WHAT YOU NEED TO DO: Without reproducing any picture, copy the records word for word.

[Dataset entries]
Segment Open

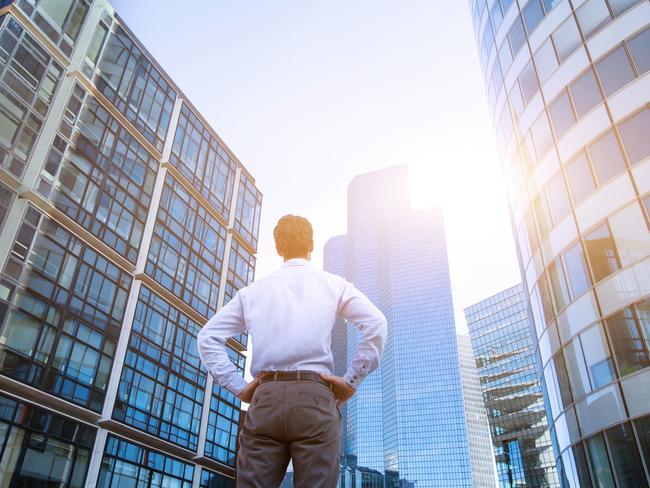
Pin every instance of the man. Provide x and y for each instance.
(294, 398)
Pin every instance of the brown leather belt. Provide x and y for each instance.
(298, 375)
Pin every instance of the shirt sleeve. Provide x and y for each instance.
(211, 341)
(362, 313)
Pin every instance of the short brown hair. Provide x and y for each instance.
(294, 236)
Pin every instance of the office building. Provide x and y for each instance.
(478, 429)
(407, 419)
(504, 347)
(125, 223)
(567, 84)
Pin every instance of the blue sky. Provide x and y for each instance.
(309, 93)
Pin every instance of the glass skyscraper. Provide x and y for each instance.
(567, 83)
(125, 222)
(478, 429)
(407, 420)
(504, 348)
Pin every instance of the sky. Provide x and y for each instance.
(308, 94)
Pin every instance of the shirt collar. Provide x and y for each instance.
(296, 262)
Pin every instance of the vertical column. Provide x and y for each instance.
(222, 290)
(125, 333)
(60, 100)
(157, 191)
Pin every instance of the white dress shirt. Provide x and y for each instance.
(290, 314)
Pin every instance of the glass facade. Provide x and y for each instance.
(567, 84)
(405, 423)
(478, 429)
(40, 448)
(111, 260)
(504, 350)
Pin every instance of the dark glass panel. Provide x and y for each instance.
(162, 385)
(626, 458)
(606, 157)
(630, 348)
(203, 161)
(585, 93)
(130, 465)
(601, 251)
(639, 46)
(580, 177)
(138, 90)
(601, 468)
(634, 134)
(614, 71)
(65, 315)
(562, 114)
(577, 273)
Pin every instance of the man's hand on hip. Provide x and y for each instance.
(246, 395)
(342, 389)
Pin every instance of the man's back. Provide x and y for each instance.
(294, 397)
(290, 314)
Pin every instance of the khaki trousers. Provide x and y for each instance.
(297, 420)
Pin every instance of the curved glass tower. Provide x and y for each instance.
(568, 87)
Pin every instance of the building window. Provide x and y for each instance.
(639, 46)
(162, 385)
(562, 114)
(643, 431)
(128, 464)
(136, 88)
(29, 77)
(606, 157)
(241, 271)
(566, 38)
(545, 61)
(223, 421)
(602, 470)
(625, 456)
(592, 15)
(602, 252)
(614, 71)
(517, 36)
(6, 199)
(628, 341)
(39, 448)
(247, 214)
(210, 479)
(634, 134)
(203, 161)
(620, 6)
(187, 248)
(630, 233)
(558, 198)
(599, 361)
(576, 268)
(533, 15)
(580, 177)
(100, 177)
(65, 315)
(528, 82)
(60, 20)
(558, 285)
(585, 93)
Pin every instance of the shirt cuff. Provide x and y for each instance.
(353, 379)
(236, 385)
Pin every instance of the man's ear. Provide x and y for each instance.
(279, 249)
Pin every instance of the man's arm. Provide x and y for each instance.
(211, 342)
(357, 309)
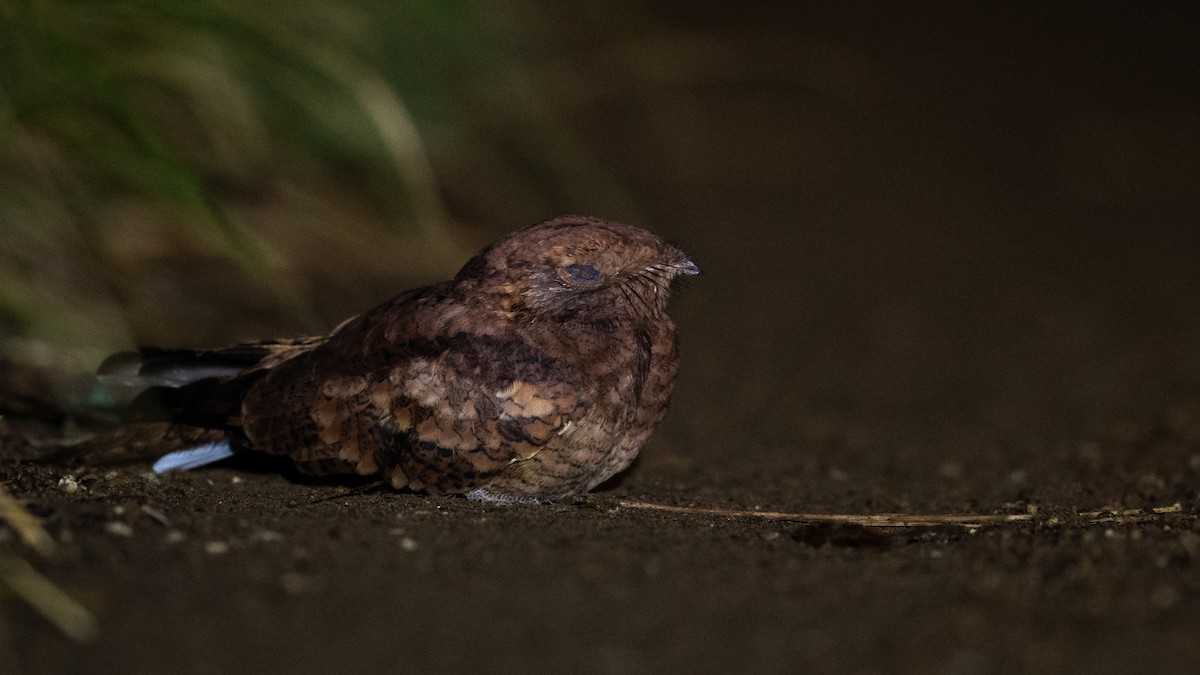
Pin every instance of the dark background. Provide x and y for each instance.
(948, 258)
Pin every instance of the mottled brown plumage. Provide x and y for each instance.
(535, 374)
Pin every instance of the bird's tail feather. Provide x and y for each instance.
(199, 388)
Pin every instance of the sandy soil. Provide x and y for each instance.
(949, 266)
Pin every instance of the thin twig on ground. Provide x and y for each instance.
(970, 520)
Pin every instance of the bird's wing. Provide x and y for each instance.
(429, 411)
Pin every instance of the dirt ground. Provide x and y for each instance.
(949, 264)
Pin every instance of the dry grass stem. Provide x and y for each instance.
(970, 520)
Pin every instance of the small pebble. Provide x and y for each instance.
(119, 529)
(69, 484)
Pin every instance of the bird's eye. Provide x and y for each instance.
(582, 273)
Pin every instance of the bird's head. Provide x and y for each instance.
(576, 269)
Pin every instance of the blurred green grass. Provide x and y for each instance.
(198, 172)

Segment Closed

EXPECTED OUTPUT:
Pin every instance of the man. Provide x and y for each instance.
(294, 398)
Pin every instance of the brown leather belt. Provide x and y for each instance.
(298, 375)
Pin every instance of the shirt sleeve. Provide x and y for each instance.
(211, 341)
(362, 313)
Pin every instance of the short brown hair. Provide x and y for each instance.
(294, 236)
Pin every instance of the office building. Provide x and y for each instance.
(478, 429)
(407, 419)
(504, 347)
(125, 223)
(567, 84)
Pin every instance of the blue sky. Provide x and y for each instance.
(309, 93)
Pin every instance of the glass skyscraper. Provide x and y for each instance.
(567, 83)
(125, 222)
(478, 429)
(407, 420)
(504, 348)
Pin every instance of the sky. Provide x and y for each instance.
(308, 94)
Pin every instance of the shirt collar. Provide x and y for each instance.
(296, 262)
Pin every instance of the vertical column. Provide x and y for each instance.
(222, 290)
(125, 333)
(60, 100)
(157, 191)
Pin every instance of the white dress shirt. Provide x and y for each instance.
(290, 314)
Pin every instance of the glass facade. Provide x and y for each instance.
(567, 84)
(405, 423)
(478, 429)
(40, 448)
(111, 260)
(504, 350)
Pin every instance of the dark glass panel. Provide x and y for each instance.
(162, 385)
(626, 458)
(606, 157)
(630, 348)
(203, 161)
(585, 93)
(130, 465)
(601, 251)
(639, 46)
(580, 177)
(138, 90)
(601, 468)
(634, 134)
(614, 71)
(65, 315)
(562, 114)
(577, 273)
Pin every instance of the man's hand on hip. Provide x and y for each instance.
(246, 395)
(342, 389)
Pin every instance of the man's back. Provide x and y for each instance.
(294, 397)
(290, 314)
Pin every instance of the khaki trousers. Provide x and y for each instance.
(297, 420)
Pin every instance of the curved glass tower. Provide x and y for each instance.
(568, 87)
Pin every instance of the building window. Provide x and y for each instance.
(639, 46)
(162, 385)
(562, 114)
(643, 431)
(128, 464)
(136, 88)
(29, 77)
(606, 157)
(241, 271)
(566, 38)
(545, 61)
(223, 421)
(602, 470)
(625, 456)
(592, 15)
(602, 252)
(614, 71)
(517, 36)
(6, 199)
(628, 341)
(39, 448)
(247, 214)
(210, 479)
(634, 134)
(203, 161)
(620, 6)
(187, 248)
(630, 233)
(558, 198)
(599, 361)
(576, 268)
(533, 15)
(580, 177)
(100, 177)
(65, 315)
(528, 82)
(60, 20)
(558, 285)
(585, 93)
Pin every instance of the shirt cuff. Provide x and y for each instance.
(353, 379)
(236, 385)
Pin every instance of the man's ear. Provide x and y for each instance.
(279, 249)
Pin every instance of the man's arm. Provide x and y for each instance.
(211, 342)
(357, 309)
Pin every instance of the dark background. Provide x and y for each instance.
(948, 258)
Pin every instance of the mottled brown plumage. Provide x and y for each instance.
(535, 374)
Pin every instance of the bird's tail feather. Provide x and y for each instance.
(199, 388)
Pin every instance of the sandy soil. Provide x and y for each instance.
(949, 266)
Pin every instance of the thin twig on ground. Provide x and y for each instance.
(970, 520)
Pin every instance of the bird's wing. Provide x and y for each instance.
(429, 411)
Pin every instance of the dirt ground. Provide x and y for each instance.
(949, 264)
Pin every instance of the dry grass stem. Provide x and y for each instance.
(970, 520)
Pin every instance of the small pebble. Provide x and y for each instance.
(119, 529)
(69, 484)
Pin every instance of the bird's eye. Provide x and y for each instance.
(582, 273)
Pin every instance of the bird's head. Provide x and y for each instance.
(576, 269)
Pin every instance of the blurred green grass. Provide x and y for each instance.
(198, 172)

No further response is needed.